------ DATA LINES ------

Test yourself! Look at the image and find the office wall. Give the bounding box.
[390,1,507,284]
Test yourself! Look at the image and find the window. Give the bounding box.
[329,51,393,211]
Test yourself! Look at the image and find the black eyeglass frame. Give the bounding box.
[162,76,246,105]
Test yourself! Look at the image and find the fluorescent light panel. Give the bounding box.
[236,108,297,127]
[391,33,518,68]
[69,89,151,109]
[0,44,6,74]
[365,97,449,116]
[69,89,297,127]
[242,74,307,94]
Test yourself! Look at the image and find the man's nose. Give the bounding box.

------

**AIM OF THE EXERCISE**
Reproduce verbatim everything in the listing above, from the line containing "Test yourself! Look at the image and find the window." down to the final line of the listing, including both of those lines.

**TASK RESULT**
Test yourself! Look at the image and find the window. Give the bounding box.
[329,51,393,211]
Test yourself! Look at the image and find the black eyeglass frame. Give the bounding box.
[162,76,246,105]
Test yourself! Look at the image and find the fluorescent light panel. Give the bounding box.
[236,108,297,127]
[391,33,518,68]
[69,89,151,109]
[0,44,6,74]
[365,97,449,116]
[69,89,297,127]
[242,74,307,94]
Test yourself! Look at the image and find the man's nose. Give the bounding box.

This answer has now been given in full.